- EXTRAIT FOURNI:
<<<<
Et les entreprises ?

Elles vont être soutenues par les prêts bancaires mis en place par le gouvernement. Si l’économie redémarre en été, ce ne sera pas trop grave, les prêts auront permis de tenir. Notre pays part mieux placé que beaucoup  d’autres grâce à son système qui maintient la couverture sociale à tous et protège en cas de chômage.

Comment l’État financera-t-il ce déficit ?

Cela se traduira  par une croissance de l’endettement de l’État et, à terme, par une hausse des impôts. Mais l’aspect positif, et moins catastrophique, c’est que la baisse de l’inflation permet à la banque centrale de faire tourner la planche à billets sans trop risquer de déclencher une inflation majeure.

Le Coronavirus est-il « un danger mortel » pour l’Europe ainsi qu’avertit Jacques Delors, ancien président de la commission européenne ?

L’Europe fait de son mieux pour s’organiser, même si la santé ne fait pas partie de ses mandats. La Banque centrale agit vraiment de façon efficace. L’Europe pourrait aussi lancer des « Livebonds » ou des Autonomybonds, des fonds spécifiques dotés de mille milliards d’euros pour financer les industries de la vie et pour les industries qui assurent son autonomie afin de plus dépendre du reste du monde. Cela résoudrait à la fois la question de la solidarité européenne et de la relance ciblée des industries dont nous manquons et créerait beaucoup d’emplois. Ce grand projet solidaire satisferait l’Europe du nord autant que les autres pays européens. Nous avons tous besoin les uns des autres.

Si la terre est vivante, n’est-elle pas d’une certaine manière en train de se venger ?
>>>>
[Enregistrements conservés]
<<<<
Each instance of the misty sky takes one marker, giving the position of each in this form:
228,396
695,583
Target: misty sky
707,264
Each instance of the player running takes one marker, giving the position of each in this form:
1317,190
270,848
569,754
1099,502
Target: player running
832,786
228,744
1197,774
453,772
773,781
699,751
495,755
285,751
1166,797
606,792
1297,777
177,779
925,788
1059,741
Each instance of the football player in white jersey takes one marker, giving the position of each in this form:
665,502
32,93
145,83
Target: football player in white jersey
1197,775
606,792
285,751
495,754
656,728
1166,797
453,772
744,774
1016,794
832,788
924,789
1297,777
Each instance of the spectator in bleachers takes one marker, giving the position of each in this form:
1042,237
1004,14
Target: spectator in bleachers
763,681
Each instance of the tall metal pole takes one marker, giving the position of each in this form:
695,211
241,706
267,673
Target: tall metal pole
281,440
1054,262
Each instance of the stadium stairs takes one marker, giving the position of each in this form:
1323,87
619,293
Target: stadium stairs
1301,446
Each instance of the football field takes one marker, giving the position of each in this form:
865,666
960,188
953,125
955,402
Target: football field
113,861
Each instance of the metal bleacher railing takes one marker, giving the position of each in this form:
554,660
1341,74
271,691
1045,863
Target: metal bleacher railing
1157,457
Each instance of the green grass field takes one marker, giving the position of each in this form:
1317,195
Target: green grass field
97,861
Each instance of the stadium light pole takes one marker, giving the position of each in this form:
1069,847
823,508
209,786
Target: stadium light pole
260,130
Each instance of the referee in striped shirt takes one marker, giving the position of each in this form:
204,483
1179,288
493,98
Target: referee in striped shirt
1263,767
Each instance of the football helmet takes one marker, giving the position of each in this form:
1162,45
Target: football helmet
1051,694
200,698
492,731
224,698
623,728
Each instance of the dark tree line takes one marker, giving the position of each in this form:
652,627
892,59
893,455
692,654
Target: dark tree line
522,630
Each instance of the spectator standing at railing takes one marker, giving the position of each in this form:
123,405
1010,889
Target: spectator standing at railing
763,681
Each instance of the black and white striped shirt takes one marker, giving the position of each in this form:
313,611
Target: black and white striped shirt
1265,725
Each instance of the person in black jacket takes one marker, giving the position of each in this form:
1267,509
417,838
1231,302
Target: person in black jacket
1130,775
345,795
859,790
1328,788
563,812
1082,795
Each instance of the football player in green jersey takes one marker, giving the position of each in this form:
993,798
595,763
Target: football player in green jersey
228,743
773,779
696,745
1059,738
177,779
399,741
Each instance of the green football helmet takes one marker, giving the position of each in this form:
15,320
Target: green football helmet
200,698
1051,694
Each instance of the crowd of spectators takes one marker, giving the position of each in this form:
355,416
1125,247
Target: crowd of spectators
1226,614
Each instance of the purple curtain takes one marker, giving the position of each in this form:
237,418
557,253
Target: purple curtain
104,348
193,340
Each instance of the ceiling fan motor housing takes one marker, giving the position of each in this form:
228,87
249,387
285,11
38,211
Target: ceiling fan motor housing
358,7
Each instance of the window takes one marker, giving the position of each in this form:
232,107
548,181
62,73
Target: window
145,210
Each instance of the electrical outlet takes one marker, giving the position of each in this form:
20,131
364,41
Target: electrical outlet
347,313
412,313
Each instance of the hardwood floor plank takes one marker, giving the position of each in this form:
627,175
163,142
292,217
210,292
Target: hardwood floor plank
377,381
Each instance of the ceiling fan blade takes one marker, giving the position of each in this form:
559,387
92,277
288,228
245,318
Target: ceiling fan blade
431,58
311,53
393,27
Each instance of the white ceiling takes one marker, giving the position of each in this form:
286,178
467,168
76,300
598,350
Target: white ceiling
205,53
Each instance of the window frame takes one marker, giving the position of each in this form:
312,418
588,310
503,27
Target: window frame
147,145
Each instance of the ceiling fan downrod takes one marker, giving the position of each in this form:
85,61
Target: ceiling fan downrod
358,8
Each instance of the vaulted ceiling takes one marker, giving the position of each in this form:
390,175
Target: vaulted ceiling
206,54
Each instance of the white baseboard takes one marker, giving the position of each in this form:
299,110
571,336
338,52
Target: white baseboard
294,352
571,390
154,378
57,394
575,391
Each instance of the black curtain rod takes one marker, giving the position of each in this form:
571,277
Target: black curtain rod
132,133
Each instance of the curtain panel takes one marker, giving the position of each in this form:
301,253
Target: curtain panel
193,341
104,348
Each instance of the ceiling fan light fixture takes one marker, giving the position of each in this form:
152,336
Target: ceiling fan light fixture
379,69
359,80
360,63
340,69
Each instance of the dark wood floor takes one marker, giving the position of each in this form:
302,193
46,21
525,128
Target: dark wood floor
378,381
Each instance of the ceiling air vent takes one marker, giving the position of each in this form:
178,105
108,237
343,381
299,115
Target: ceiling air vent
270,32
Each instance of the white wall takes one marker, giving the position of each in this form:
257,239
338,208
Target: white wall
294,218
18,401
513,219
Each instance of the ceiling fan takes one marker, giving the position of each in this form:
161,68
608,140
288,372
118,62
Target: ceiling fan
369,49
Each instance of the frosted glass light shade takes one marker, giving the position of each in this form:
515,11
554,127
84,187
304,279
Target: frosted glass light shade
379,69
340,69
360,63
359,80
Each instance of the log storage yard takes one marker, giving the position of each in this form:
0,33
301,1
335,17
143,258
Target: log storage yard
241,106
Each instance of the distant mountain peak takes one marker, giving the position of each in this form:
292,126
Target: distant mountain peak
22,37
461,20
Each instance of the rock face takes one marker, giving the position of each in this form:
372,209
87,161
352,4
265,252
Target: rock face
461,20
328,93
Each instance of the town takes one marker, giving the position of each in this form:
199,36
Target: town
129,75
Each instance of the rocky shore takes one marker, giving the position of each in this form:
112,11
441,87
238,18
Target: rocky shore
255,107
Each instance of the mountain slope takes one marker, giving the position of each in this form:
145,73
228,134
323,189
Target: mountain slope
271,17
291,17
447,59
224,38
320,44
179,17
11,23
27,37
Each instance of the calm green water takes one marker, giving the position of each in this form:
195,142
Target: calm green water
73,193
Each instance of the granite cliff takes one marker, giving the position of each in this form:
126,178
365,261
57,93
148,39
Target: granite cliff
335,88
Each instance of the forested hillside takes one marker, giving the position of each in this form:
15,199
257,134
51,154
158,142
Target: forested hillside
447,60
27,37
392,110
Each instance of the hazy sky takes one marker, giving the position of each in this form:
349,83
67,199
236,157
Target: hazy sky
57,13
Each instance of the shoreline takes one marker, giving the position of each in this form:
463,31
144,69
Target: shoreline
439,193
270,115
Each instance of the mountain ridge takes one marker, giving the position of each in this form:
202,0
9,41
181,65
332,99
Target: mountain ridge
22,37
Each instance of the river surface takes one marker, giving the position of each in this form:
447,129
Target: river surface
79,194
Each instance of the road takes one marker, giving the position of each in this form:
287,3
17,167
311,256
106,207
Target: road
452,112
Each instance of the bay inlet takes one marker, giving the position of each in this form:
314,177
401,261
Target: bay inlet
>>>>
Recopiez le passage de l'extrait fourni situé entre « Cela se traduira » et « commission européenne ? », bornes incluses. Le matériel n'est pas nécessaire ici.

Cela se traduira  par une croissance de l’endettement de l’État et, à terme, par une hausse des impôts. Mais l’aspect positif, et moins catastrophique, c’est que la baisse de l’inflation permet à la banque centrale de faire tourner la planche à billets sans trop risquer de déclencher une inflation majeure.

Le Coronavirus est-il « un danger mortel » pour l’Europe ainsi qu’avertit Jacques Delors, ancien président de la commission européenne ?